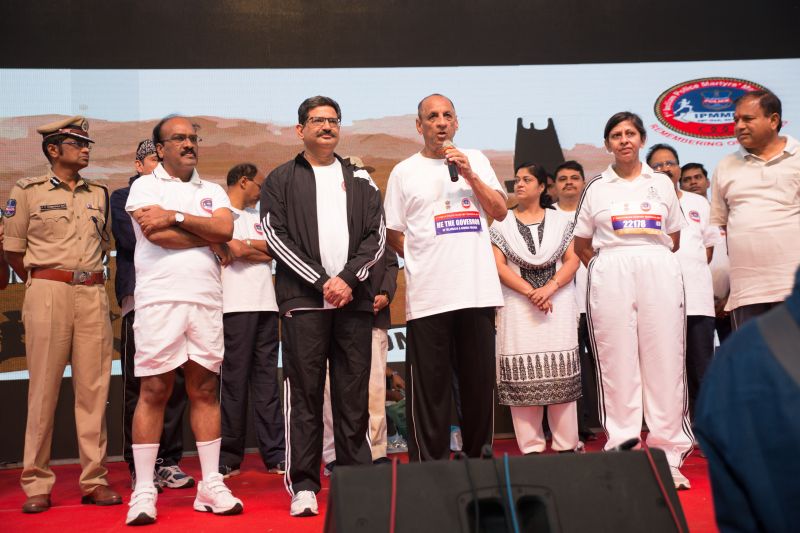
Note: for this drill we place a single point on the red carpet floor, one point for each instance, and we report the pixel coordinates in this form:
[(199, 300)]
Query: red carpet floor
[(266, 502)]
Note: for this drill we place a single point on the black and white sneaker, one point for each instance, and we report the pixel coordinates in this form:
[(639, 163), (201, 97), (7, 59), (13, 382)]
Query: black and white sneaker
[(156, 482), (304, 503), (172, 477), (279, 468)]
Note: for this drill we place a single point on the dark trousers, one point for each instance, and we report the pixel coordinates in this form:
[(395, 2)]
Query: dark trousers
[(170, 448), (343, 338), (742, 314), (468, 335), (250, 368), (588, 379), (699, 352), (723, 327)]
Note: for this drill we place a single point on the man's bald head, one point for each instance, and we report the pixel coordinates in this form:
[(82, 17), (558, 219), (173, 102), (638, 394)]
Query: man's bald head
[(422, 102)]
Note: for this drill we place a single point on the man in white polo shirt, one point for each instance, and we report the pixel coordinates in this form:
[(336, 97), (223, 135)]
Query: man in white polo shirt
[(325, 227), (755, 197), (439, 225), (570, 182), (698, 239), (250, 323), (177, 217)]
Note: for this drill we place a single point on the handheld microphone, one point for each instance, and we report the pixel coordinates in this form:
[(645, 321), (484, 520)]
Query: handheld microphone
[(451, 167)]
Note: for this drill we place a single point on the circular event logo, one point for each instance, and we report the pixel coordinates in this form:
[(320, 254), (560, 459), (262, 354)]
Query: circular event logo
[(702, 108)]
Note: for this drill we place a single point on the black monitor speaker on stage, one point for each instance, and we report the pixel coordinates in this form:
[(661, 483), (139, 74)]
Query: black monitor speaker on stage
[(614, 491)]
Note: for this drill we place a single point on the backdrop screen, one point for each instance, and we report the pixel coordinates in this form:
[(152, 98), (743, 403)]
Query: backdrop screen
[(249, 115)]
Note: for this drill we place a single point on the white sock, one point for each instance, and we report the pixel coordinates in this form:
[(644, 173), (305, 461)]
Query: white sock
[(208, 452), (144, 461)]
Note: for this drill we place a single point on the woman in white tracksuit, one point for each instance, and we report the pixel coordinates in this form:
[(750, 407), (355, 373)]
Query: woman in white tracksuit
[(627, 227)]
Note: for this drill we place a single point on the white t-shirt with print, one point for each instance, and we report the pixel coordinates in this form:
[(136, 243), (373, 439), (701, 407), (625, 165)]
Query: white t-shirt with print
[(163, 275), (449, 262), (695, 238), (581, 276), (334, 235), (247, 286), (618, 212)]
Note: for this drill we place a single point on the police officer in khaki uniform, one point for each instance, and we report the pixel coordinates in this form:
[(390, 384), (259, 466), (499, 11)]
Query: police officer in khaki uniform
[(55, 237)]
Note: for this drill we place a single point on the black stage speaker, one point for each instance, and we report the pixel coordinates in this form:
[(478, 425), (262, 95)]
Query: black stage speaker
[(614, 491)]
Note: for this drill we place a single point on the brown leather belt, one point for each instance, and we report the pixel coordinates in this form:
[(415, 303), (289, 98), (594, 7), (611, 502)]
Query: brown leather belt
[(73, 277)]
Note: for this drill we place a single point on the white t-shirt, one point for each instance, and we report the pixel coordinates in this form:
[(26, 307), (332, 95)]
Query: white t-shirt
[(581, 276), (695, 238), (618, 212), (163, 275), (449, 263), (334, 235), (247, 286), (721, 269)]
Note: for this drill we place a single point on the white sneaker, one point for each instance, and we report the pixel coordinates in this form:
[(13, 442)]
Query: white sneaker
[(681, 482), (304, 503), (213, 496), (142, 509)]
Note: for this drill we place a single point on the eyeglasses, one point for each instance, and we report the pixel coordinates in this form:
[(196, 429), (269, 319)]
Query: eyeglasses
[(80, 145), (318, 122), (665, 164), (180, 139)]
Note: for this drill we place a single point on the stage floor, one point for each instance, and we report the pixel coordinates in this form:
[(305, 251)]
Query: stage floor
[(265, 498)]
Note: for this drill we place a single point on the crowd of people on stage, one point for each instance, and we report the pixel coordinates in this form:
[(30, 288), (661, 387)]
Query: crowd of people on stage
[(614, 284)]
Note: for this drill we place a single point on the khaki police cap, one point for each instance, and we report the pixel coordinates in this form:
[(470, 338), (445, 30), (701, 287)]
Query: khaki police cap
[(77, 127)]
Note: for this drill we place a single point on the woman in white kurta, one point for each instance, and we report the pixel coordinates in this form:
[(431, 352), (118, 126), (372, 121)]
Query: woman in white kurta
[(537, 341)]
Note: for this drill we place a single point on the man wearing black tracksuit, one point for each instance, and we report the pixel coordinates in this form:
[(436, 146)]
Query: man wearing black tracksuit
[(324, 225)]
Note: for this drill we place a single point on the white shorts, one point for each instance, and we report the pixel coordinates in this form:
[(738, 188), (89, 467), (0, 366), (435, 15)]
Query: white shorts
[(169, 334)]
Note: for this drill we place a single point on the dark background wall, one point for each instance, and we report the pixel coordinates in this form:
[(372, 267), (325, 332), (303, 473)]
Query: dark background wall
[(99, 34), (372, 33)]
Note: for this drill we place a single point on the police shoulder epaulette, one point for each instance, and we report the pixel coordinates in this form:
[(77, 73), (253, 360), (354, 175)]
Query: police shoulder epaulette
[(27, 182), (95, 183)]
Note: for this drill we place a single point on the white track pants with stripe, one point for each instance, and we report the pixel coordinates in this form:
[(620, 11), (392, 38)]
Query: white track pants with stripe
[(636, 318)]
◆ ◆ ◆ ◆ ◆ ◆ ◆
- AIM OF THE EXERCISE
Write down only the closing run of lines: the one containing "the eyeglasses, one" and every line after it to the end of the entries, exactly.

- TASK RESULT
Note: for this drill we place a single point on the eyeglasses, one point for each instance, and we report the pixel coordinates in this form:
[(196, 429), (269, 319)]
Query: eyeglasses
[(80, 145), (318, 122), (665, 164), (180, 139)]
Note: for this drill we place a single point on the stage floor, one point for each instance, and we report the pixel coordinates in this form:
[(305, 251)]
Query: stage floor
[(265, 498)]
Note: for this drill we place a single point on the crowd of people on stage, one point for each instance, and we report the pixel coordinates in this form:
[(30, 288), (661, 387)]
Query: crowd of people on stage
[(614, 284)]
Note: for this drill we place a single point on the khaki police cap, one point for each instance, and we report the pixel coordinates in this form:
[(470, 338), (445, 30), (701, 287)]
Query: khaki police cap
[(77, 127)]
Note: for this drill we place a single point on the woman in white kurta, one point for each instance, and we report the pixel coordinates in this form:
[(431, 352), (118, 126), (372, 121)]
Query: woman in white kurta
[(537, 341)]
Note: for this drill we place a single point on the man wearing black tracksuit, one point for each instance, and we report the pixel coordinates in this form:
[(436, 146)]
Query: man wearing black tracksuit
[(324, 225)]
Note: for this drill we place a single point on the white shorts, one point for each instance, and we report the pixel coordinates in this form:
[(738, 188), (89, 467), (0, 366), (435, 15)]
Query: white shorts
[(169, 334)]
Note: for this drill we place a single point on the dark background wall, one point for each instance, and we report the pixel coordinates in this form:
[(372, 267), (325, 332), (303, 473)]
Query: dark background wall
[(99, 34), (372, 33)]
Note: for this drill we place a single point on the police shoulder epaulette, one point for each instance, and we report the pixel coordinates in this form:
[(77, 73), (253, 360), (354, 175)]
Query: police shoulder epaulette
[(27, 182), (95, 183)]
Note: for this drill we place a single point on the white track pants with stripe, one point for each instance, and we report the pixel coordinates in this form:
[(620, 11), (392, 38)]
Query: white track pants with stripe
[(636, 318)]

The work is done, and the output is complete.